» **Work required**
Reproduce all of the data word for word.

=== Entries provided ===

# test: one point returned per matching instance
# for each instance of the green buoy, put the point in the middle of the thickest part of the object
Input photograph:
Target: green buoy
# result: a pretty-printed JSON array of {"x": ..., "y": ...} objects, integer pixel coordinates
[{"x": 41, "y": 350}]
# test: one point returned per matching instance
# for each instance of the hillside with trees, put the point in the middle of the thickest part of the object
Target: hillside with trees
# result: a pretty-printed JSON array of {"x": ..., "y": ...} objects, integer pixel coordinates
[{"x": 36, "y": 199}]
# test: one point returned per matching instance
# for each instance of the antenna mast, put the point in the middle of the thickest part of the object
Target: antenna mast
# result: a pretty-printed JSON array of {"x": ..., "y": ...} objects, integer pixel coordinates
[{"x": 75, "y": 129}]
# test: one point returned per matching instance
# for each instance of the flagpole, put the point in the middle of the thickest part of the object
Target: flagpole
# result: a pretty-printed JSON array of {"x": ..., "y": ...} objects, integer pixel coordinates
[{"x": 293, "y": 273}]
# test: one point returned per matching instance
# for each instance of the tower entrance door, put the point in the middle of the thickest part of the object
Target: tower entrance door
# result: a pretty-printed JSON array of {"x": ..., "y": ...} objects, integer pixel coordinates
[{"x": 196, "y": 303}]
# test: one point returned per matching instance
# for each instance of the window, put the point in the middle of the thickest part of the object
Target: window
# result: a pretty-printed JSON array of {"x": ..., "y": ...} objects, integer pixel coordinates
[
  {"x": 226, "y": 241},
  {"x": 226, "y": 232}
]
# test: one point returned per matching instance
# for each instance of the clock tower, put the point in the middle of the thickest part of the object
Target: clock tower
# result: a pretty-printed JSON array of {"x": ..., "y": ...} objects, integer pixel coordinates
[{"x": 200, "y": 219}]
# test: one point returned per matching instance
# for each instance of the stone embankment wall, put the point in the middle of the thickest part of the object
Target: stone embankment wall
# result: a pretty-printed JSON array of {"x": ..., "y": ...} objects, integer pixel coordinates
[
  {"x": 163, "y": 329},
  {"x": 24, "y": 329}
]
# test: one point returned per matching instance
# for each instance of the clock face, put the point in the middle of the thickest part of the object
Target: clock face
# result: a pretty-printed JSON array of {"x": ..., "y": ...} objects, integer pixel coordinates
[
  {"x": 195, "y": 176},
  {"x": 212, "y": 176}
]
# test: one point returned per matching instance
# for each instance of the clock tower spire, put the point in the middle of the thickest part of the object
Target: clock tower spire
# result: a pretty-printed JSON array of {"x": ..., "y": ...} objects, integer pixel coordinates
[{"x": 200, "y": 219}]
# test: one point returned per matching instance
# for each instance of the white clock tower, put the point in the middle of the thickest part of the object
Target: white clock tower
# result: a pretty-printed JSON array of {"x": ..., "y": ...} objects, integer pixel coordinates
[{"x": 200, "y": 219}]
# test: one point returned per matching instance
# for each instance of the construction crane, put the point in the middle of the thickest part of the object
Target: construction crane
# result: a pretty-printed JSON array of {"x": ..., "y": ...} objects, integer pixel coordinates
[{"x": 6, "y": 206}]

===

» **Completed task**
# test: one point returned per matching instance
# for each instance of the green buoy, put the point in the middle of the thickest part of the object
Input photograph:
Target: green buoy
# result: a pretty-printed JSON array of {"x": ..., "y": ...} objects, integer pixel coordinates
[{"x": 41, "y": 350}]
# test: one point returned per matching instance
# for each instance of the hillside with trees, put the point in the middle of the thickest part of the object
Target: hillside with trees
# result: a pretty-printed JSON array of {"x": ..., "y": ...} objects, integer pixel coordinates
[{"x": 36, "y": 199}]
# test: one point returned per matching instance
# for each instance of the antenna mast, put the point in the middle of the thickest part of the object
Target: antenna mast
# result: a pretty-printed JSON array of {"x": ..., "y": ...} objects, integer pixel coordinates
[{"x": 75, "y": 129}]
# test: one point returned per matching instance
# for each instance of the flagpole, put the point in the middle of the thickest part of the object
Target: flagpole
# result: a pretty-printed JSON array of {"x": ..., "y": ...} objects, integer pixel coordinates
[{"x": 293, "y": 273}]
# test: one point returned per matching instance
# for each instance of the tower entrance door, put the point in the middle of the thickest part of the object
Target: tower entrance door
# result: a pretty-printed JSON array of {"x": ..., "y": ...} objects, integer pixel coordinates
[{"x": 196, "y": 303}]
# test: one point returned per matching instance
# for each instance of the window, put the point in the middle of the thickest part of the object
Target: window
# result: a pretty-printed JSON array of {"x": ..., "y": ...} objects, integer pixel coordinates
[
  {"x": 226, "y": 241},
  {"x": 226, "y": 232}
]
# test: one point returned per matching instance
# for each instance of the clock tower, put the point in the middle of the thickest part of the object
Target: clock tower
# result: a pretty-printed JSON array of {"x": ..., "y": ...} objects, integer pixel coordinates
[{"x": 200, "y": 219}]
# test: one point returned per matching instance
# for each instance of the stone embankment wall, put the point in the middle of the thickest part of the object
Target: stone embankment wall
# result: a pretty-printed JSON array of {"x": ..., "y": ...} objects, integer pixel coordinates
[
  {"x": 163, "y": 329},
  {"x": 24, "y": 329}
]
# test: one point returned per matching instance
# for each instance of the clock face, put the point in the middle of the thickest part of the object
Target: clock face
# result: a pretty-printed JSON array of {"x": ..., "y": ...} objects, integer pixel coordinates
[
  {"x": 195, "y": 176},
  {"x": 212, "y": 176}
]
# test: one point returned per matching instance
# for each instance of the clock tower spire, put the point in the middle of the thickest part of the object
Target: clock tower spire
# result: a pretty-printed JSON array of {"x": ..., "y": ...} objects, integer pixel coordinates
[{"x": 200, "y": 219}]
# test: one point returned per matching instance
# for each instance of the white clock tower, put the point in the middle of the thickest part of the object
Target: white clock tower
# result: a pretty-printed JSON array of {"x": ..., "y": ...} objects, integer pixel coordinates
[{"x": 200, "y": 219}]
# test: one point returned per matching instance
# for each instance of the construction crane, put the point in the middle of the thickest part of the object
Target: construction crane
# result: a pretty-printed JSON array of {"x": ..., "y": ...} objects, integer pixel coordinates
[{"x": 6, "y": 206}]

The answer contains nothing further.